What you need to do: Lay out the rows below as a numbered list, starting with the row that contains "Extract black jersey from this picture." and going on through the row that contains "212;161;250;207". Skip blank lines and leave the pictures out.

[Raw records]

═══

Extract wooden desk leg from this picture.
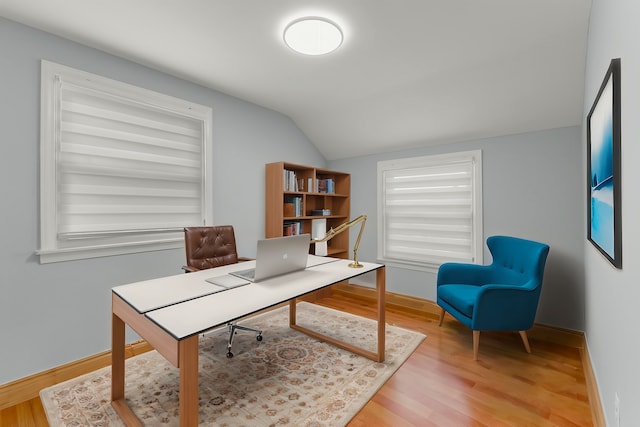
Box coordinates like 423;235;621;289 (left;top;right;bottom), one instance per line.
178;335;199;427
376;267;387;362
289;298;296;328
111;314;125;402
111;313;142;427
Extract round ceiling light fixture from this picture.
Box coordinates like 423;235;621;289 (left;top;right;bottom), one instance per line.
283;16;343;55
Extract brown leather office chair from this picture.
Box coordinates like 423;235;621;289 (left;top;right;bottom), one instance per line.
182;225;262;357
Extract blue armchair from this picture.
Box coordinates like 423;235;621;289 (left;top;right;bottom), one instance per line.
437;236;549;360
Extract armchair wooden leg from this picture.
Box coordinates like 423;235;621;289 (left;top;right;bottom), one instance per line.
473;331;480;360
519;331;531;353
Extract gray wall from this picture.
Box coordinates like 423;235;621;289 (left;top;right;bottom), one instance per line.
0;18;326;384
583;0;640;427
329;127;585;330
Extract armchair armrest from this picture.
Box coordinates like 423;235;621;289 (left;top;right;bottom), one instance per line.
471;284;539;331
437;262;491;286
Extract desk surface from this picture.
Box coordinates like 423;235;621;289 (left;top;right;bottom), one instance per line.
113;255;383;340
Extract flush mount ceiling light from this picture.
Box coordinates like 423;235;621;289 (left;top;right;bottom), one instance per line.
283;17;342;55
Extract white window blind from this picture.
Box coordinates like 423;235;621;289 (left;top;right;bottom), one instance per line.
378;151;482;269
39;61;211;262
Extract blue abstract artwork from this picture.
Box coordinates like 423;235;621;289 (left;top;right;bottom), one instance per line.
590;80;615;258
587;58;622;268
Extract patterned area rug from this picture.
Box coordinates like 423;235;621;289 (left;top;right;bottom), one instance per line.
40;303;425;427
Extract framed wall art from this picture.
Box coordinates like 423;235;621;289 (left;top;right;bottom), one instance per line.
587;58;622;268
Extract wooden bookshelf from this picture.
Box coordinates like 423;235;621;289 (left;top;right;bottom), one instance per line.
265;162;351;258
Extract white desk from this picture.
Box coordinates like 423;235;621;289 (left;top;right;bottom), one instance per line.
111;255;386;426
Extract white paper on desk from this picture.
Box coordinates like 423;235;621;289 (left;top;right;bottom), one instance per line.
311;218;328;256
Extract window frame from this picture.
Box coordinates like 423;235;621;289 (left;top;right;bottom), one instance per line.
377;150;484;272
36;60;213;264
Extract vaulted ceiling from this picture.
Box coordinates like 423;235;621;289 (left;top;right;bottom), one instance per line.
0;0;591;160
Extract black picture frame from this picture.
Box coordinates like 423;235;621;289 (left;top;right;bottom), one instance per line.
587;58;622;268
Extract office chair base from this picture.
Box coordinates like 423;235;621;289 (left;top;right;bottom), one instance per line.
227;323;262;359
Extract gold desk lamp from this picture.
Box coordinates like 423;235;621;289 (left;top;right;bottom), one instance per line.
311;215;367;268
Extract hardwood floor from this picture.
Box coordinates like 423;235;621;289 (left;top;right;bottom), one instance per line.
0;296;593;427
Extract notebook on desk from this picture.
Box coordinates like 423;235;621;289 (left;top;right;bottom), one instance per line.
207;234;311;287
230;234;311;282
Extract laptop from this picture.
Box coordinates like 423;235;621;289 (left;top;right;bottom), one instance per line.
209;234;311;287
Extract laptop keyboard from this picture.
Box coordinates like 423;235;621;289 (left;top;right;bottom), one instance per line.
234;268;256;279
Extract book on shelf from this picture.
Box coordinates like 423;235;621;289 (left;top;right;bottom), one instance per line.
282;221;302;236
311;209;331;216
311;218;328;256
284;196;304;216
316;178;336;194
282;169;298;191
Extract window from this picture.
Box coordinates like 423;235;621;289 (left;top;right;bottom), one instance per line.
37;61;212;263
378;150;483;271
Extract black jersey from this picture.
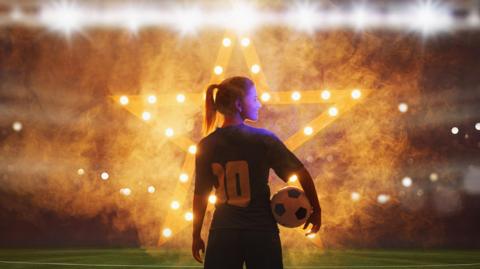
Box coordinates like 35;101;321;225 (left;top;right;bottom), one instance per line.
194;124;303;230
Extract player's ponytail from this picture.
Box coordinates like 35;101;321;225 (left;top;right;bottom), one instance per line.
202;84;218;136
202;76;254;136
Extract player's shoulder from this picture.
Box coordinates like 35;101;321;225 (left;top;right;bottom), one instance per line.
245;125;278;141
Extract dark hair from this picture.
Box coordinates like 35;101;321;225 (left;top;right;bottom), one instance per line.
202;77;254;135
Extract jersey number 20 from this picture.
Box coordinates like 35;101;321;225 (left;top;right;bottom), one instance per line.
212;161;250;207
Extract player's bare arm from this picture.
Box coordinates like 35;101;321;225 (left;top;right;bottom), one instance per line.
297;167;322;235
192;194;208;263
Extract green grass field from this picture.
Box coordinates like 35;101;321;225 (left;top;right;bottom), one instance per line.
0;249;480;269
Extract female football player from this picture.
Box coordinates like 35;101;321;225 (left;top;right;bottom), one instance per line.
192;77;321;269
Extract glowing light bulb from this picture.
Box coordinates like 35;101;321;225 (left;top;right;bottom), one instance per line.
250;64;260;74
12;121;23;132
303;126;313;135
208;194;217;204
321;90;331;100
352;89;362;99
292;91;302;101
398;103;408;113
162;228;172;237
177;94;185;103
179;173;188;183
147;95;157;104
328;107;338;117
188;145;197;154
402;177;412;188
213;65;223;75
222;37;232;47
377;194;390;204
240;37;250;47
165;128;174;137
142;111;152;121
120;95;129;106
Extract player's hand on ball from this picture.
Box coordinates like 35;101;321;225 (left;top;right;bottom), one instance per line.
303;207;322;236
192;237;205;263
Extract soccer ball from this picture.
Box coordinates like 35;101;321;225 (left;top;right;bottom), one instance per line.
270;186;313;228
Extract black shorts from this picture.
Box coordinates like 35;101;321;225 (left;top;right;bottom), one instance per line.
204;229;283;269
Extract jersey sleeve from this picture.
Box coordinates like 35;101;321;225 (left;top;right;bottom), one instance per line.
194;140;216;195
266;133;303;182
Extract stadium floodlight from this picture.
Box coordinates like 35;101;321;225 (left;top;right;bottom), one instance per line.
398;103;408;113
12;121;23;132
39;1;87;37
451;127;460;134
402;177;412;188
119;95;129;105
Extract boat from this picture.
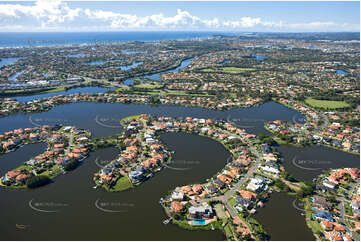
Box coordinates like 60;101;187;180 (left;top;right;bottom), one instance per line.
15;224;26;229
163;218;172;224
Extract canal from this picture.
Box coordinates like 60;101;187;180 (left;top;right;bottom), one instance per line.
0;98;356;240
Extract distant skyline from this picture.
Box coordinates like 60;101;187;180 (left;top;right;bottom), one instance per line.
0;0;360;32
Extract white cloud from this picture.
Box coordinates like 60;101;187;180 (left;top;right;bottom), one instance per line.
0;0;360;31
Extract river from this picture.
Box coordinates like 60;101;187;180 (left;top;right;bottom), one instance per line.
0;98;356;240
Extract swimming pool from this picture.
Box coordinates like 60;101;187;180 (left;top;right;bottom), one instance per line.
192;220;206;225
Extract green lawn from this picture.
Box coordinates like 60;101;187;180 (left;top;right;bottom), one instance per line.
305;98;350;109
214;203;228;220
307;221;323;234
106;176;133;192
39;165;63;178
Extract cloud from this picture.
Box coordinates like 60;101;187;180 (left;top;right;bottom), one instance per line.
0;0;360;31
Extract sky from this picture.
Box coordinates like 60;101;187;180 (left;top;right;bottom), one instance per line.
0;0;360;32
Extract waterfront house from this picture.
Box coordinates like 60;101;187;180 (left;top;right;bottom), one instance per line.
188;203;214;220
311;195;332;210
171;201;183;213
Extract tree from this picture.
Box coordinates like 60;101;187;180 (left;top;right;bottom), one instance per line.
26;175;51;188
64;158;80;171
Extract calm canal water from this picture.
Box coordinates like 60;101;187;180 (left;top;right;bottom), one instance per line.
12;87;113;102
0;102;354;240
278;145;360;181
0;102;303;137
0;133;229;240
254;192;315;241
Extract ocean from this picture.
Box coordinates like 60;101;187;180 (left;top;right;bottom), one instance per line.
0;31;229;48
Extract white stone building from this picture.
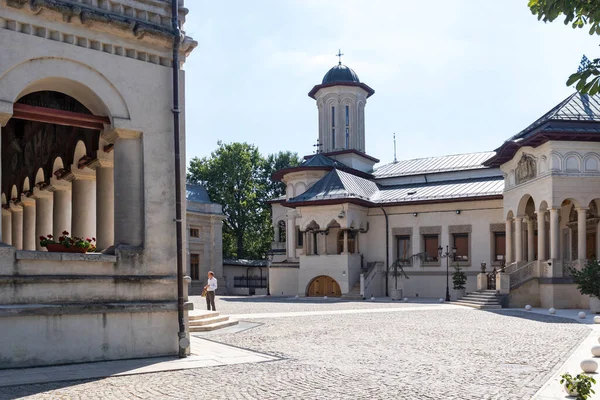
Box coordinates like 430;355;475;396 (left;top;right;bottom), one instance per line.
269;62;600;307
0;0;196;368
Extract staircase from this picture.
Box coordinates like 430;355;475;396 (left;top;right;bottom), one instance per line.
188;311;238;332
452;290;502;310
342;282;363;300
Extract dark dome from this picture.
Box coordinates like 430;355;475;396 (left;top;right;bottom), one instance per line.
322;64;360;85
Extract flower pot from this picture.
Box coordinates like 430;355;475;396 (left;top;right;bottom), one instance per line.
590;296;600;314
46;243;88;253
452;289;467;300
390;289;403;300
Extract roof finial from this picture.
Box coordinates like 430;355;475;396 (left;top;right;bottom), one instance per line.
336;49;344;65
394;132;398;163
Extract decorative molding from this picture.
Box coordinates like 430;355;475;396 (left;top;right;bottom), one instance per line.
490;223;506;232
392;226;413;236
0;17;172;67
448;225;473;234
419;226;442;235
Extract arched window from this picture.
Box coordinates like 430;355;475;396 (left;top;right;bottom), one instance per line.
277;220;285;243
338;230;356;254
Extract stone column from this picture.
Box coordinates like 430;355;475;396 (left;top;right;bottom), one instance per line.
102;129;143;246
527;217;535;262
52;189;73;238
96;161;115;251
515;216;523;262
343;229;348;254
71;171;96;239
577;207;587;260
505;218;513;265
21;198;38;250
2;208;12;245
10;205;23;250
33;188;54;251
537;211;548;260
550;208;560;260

═══

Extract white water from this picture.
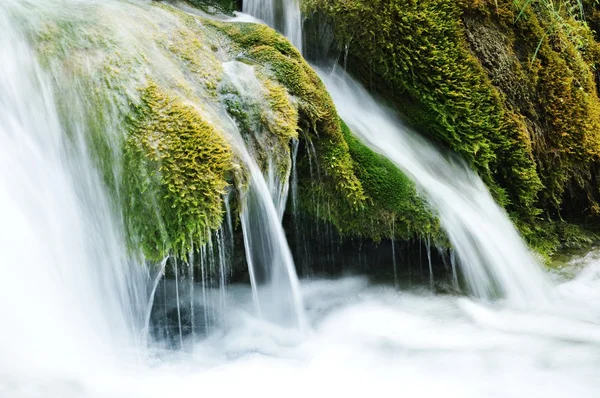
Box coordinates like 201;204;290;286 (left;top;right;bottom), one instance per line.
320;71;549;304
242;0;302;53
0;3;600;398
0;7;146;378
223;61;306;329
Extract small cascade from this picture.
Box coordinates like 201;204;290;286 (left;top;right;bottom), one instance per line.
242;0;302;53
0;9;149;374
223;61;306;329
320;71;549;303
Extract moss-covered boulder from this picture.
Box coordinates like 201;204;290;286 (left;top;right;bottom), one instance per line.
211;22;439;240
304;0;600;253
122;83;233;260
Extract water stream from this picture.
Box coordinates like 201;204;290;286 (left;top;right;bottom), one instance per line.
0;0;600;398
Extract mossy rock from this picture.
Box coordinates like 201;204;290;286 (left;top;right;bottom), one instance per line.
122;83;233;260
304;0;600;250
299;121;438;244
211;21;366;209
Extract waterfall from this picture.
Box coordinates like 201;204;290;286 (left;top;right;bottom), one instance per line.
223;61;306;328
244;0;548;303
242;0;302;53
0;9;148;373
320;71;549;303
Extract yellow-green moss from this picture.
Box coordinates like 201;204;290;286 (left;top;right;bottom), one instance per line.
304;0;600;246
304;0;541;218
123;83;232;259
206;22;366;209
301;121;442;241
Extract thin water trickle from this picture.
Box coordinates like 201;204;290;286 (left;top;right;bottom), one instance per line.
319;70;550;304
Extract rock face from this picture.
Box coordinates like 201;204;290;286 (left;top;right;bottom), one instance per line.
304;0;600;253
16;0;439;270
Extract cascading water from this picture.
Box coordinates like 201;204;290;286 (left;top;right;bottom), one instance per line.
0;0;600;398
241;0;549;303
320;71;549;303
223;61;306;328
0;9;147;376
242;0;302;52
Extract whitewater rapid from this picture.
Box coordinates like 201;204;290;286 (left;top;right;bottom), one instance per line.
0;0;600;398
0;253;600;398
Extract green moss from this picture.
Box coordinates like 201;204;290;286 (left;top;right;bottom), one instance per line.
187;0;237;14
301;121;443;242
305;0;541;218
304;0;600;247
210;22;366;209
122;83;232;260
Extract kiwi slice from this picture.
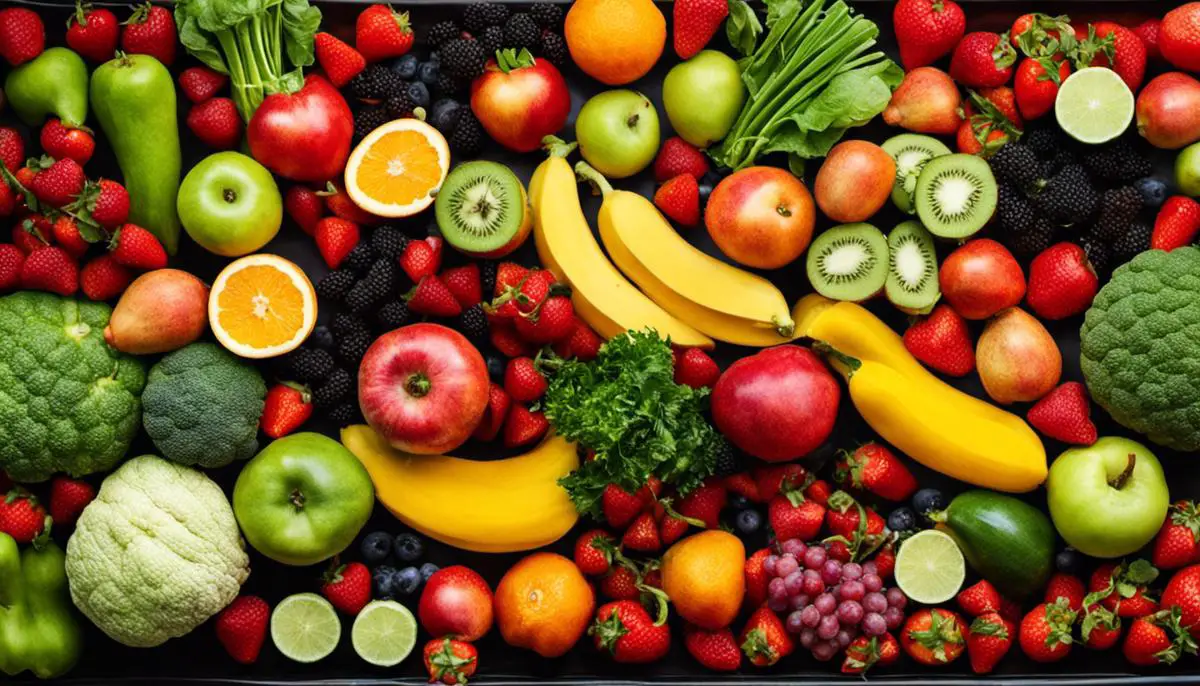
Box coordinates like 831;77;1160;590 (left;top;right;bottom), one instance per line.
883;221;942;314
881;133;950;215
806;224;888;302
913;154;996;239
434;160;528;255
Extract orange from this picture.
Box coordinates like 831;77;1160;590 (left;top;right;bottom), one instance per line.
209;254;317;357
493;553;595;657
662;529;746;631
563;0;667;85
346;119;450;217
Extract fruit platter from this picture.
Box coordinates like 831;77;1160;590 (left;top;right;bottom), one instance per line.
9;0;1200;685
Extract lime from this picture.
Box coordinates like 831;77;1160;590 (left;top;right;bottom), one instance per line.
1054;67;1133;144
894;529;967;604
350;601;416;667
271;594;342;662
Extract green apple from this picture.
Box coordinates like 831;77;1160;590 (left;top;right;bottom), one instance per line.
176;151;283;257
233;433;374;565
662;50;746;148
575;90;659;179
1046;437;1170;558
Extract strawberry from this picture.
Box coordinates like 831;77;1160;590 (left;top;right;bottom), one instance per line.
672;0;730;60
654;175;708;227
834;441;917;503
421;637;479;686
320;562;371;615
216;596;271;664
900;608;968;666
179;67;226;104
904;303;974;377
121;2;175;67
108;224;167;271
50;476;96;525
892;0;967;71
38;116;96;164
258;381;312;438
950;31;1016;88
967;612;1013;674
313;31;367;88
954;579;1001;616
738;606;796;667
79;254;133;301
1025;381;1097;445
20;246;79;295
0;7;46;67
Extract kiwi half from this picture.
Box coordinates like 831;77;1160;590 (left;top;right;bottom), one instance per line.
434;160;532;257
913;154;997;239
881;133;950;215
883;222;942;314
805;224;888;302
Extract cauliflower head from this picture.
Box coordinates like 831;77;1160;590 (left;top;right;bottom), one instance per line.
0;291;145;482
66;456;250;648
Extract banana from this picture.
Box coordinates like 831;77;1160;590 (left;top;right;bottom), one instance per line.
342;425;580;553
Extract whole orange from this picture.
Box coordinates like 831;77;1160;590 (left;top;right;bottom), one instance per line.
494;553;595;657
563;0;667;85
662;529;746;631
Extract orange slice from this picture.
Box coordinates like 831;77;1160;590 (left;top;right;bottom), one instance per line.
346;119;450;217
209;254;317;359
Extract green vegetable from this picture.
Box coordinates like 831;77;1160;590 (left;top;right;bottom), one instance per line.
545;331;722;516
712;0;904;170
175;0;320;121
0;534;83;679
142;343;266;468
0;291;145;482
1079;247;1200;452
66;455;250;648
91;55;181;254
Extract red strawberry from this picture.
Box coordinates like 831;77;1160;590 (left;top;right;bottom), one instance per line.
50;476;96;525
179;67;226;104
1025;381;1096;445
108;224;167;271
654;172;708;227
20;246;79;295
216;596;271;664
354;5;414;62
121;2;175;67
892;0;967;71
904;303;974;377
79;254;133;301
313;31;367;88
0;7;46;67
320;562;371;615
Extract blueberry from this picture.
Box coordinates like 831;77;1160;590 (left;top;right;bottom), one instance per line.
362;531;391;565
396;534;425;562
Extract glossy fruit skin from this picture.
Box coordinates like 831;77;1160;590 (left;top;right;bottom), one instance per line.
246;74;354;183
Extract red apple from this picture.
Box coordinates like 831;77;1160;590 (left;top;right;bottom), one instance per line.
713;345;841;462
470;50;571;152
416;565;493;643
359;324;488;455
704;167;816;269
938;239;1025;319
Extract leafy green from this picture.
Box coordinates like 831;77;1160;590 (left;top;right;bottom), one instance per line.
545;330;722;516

═══

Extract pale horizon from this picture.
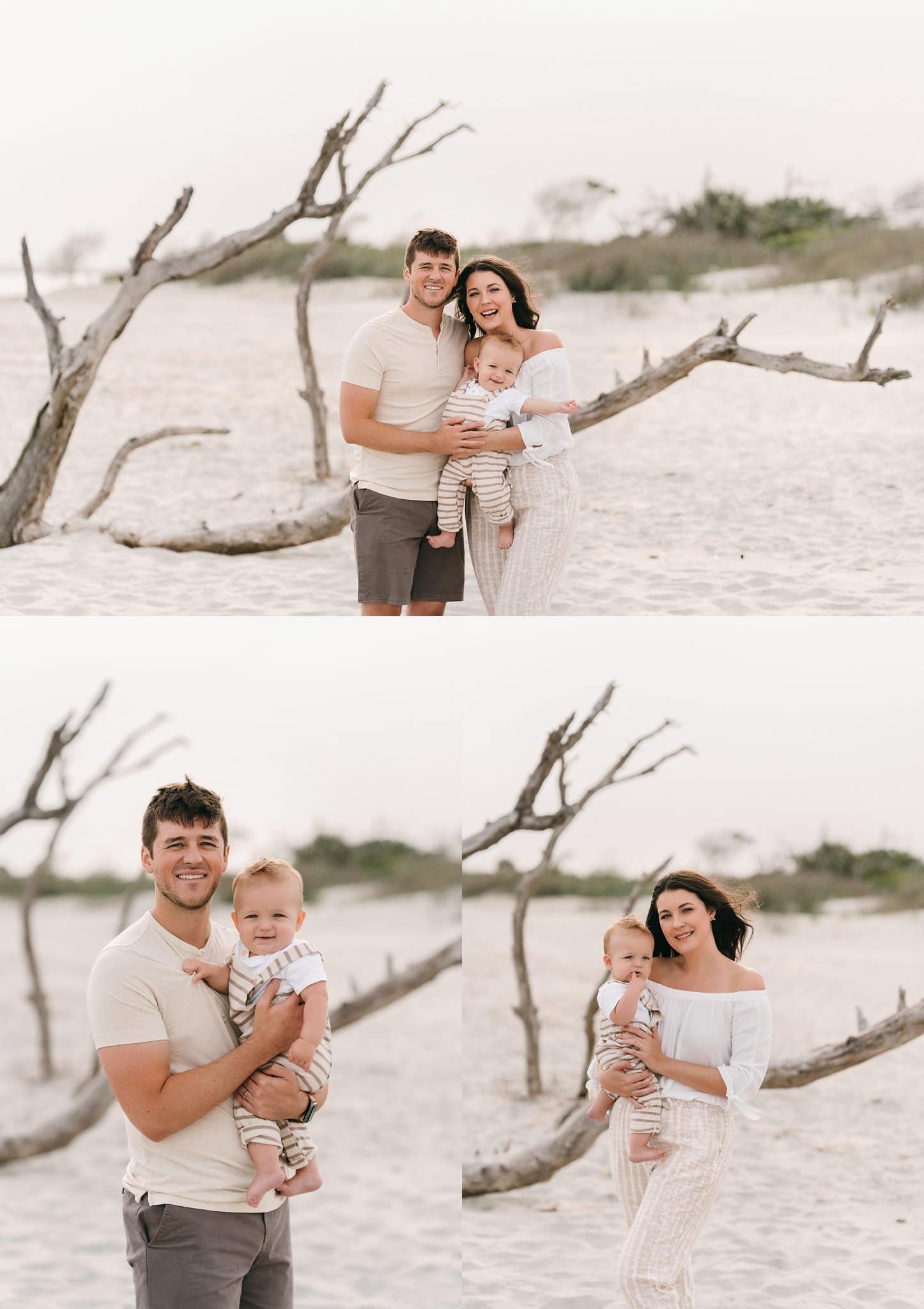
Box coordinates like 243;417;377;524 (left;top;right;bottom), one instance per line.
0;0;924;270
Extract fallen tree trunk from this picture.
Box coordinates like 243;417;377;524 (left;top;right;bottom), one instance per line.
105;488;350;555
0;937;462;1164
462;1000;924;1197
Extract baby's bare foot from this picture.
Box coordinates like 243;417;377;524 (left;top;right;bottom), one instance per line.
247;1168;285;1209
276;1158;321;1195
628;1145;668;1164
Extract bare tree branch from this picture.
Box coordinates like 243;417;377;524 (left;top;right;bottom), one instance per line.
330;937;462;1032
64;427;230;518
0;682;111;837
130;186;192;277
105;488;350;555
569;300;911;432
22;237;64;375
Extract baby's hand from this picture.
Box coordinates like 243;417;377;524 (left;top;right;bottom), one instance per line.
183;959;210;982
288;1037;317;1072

═══

Full response:
1. Extract black jersey from this picture.
2. Box coordinates like 35;101;321;225 (left;top;right;bottom), one instance per line.
3. 194;124;303;230
4. Extract player's ponytail from this picture.
5. Box coordinates like 35;101;321;225 (left;top;right;bottom), one instance per line.
6. 202;84;218;136
7. 202;76;254;136
8. Extract player's shoulder from this picture.
9. Box coordinates like 35;101;321;225 (left;top;right;bottom), one instance per line.
10. 245;125;278;141
11. Extract dark hair from this picture.
12. Box coordinates like 35;101;321;225 (left;top;right;bottom), one instance per line.
13. 202;77;254;135
14. Extract jersey number 20 from this picture.
15. Box coordinates like 35;101;321;225 (left;top;right;bottom), one instance per line.
16. 212;161;250;207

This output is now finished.